Will the approval of Zohydro benefit patients and physicians by providing another option for pain relief for patients with legitimate chronic pain needs, or will it spark a new wave of abuse, misuse, and diversion?
How many times in the past year have you wished you could prescribe a single-entity, controlled-release form of hydrocodone for your patients?
On October 25, 2013, Zohydro was approved by the US Food and Drug Administration (FDA). Interestingly, the FDA advisory committee that reviewed Zohydro in December 2012 voted against its approval, citing the fact that it was not an abuse-deterrent formulation and expressing concerns over the potential for abuse, misuse, and diversion of a single-entity extended-release hydrocodone product.
In light of the recent focus on the dangers of liver damage from overdose of acetaminophen, I think it is quite likely that Zohydro will soon be the replacement for the older formulation of OxyContin. Currently, hydrocodone-containing products are prescribed in huge numbers in the United States, often by telephone orders.
On October 24, 2013, the FDA announced its intent to work with the Drug Enforcement Administration (DEA) to change the controlled substance scheduling of hydrocodone to CII from its current CIII status. This would prevent future telephone prescribing, require the use of written prescriptions, and limit the total amount of hydrocodone dispensed to only 90 days without an option for refill. Hydrocodone would join the ranks of fentanyl, hydromorphone, methadone, morphine, oxycodone, and oxycodone.

*Problem requirements:*
Rewrite the passage on Zohydro's approval, starting at the words "Will the approval" and stopping after "extended-release hydrocodone product.", and swap every "Zohydro" for "the new product".

*Provided material:*
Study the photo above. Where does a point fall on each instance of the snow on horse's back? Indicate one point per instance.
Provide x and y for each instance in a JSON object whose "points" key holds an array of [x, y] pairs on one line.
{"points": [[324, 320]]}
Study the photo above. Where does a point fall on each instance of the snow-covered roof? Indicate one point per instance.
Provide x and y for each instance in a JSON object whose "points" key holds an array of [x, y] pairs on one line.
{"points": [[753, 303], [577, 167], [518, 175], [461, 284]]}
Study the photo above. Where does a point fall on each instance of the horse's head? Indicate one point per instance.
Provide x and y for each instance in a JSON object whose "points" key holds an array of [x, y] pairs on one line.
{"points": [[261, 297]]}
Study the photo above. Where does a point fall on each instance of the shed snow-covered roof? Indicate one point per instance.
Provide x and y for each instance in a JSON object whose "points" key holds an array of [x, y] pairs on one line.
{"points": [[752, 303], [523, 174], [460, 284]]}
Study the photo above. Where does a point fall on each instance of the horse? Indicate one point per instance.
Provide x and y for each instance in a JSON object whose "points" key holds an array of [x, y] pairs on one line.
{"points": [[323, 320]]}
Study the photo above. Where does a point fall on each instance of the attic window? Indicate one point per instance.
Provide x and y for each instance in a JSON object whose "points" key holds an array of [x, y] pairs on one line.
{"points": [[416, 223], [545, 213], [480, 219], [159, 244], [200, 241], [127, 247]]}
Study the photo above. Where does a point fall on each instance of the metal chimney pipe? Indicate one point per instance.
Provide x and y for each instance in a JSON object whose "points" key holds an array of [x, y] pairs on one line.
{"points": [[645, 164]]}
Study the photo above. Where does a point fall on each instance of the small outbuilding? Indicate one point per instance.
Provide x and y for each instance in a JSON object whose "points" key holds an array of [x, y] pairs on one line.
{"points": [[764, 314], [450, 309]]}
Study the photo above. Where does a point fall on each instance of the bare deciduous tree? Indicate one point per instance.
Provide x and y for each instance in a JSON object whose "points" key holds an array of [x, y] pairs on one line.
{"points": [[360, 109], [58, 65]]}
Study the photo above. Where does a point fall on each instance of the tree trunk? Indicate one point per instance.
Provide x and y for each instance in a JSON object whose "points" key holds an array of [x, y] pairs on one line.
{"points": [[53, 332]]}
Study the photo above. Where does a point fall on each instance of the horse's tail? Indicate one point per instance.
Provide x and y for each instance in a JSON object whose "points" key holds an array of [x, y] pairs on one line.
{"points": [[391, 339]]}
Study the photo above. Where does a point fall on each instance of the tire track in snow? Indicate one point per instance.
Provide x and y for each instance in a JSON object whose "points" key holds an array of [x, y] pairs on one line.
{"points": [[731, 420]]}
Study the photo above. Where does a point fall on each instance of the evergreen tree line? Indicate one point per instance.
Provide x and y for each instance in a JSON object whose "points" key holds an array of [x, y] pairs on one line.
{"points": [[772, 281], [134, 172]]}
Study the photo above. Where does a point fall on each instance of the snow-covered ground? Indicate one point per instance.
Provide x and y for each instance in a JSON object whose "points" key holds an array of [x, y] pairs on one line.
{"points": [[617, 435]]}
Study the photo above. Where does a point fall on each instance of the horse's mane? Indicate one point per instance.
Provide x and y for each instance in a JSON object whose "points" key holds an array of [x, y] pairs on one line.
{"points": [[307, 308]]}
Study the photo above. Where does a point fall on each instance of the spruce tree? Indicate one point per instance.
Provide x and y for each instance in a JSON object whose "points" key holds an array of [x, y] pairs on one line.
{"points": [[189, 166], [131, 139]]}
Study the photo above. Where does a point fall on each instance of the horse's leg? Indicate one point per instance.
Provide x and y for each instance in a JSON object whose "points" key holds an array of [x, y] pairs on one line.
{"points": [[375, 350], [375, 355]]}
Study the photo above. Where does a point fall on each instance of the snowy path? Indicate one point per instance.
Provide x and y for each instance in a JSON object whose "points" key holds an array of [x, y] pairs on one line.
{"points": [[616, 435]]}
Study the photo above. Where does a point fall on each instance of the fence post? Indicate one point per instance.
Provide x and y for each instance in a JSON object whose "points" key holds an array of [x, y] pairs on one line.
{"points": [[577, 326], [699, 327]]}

*Solution for this task:*
Will the approval of the new product benefit patients and physicians by providing another option for pain relief for patients with legitimate chronic pain needs, or will it spark a new wave of abuse, misuse, and diversion?
How many times in the past year have you wished you could prescribe a single-entity, controlled-release form of hydrocodone for your patients?
On October 25, 2013, the new product was approved by the US Food and Drug Administration (FDA). Interestingly, the FDA advisory committee that reviewed the new product in December 2012 voted against its approval, citing the fact that it was not an abuse-deterrent formulation and expressing concerns over the potential for abuse, misuse, and diversion of a single-entity extended-release hydrocodone product.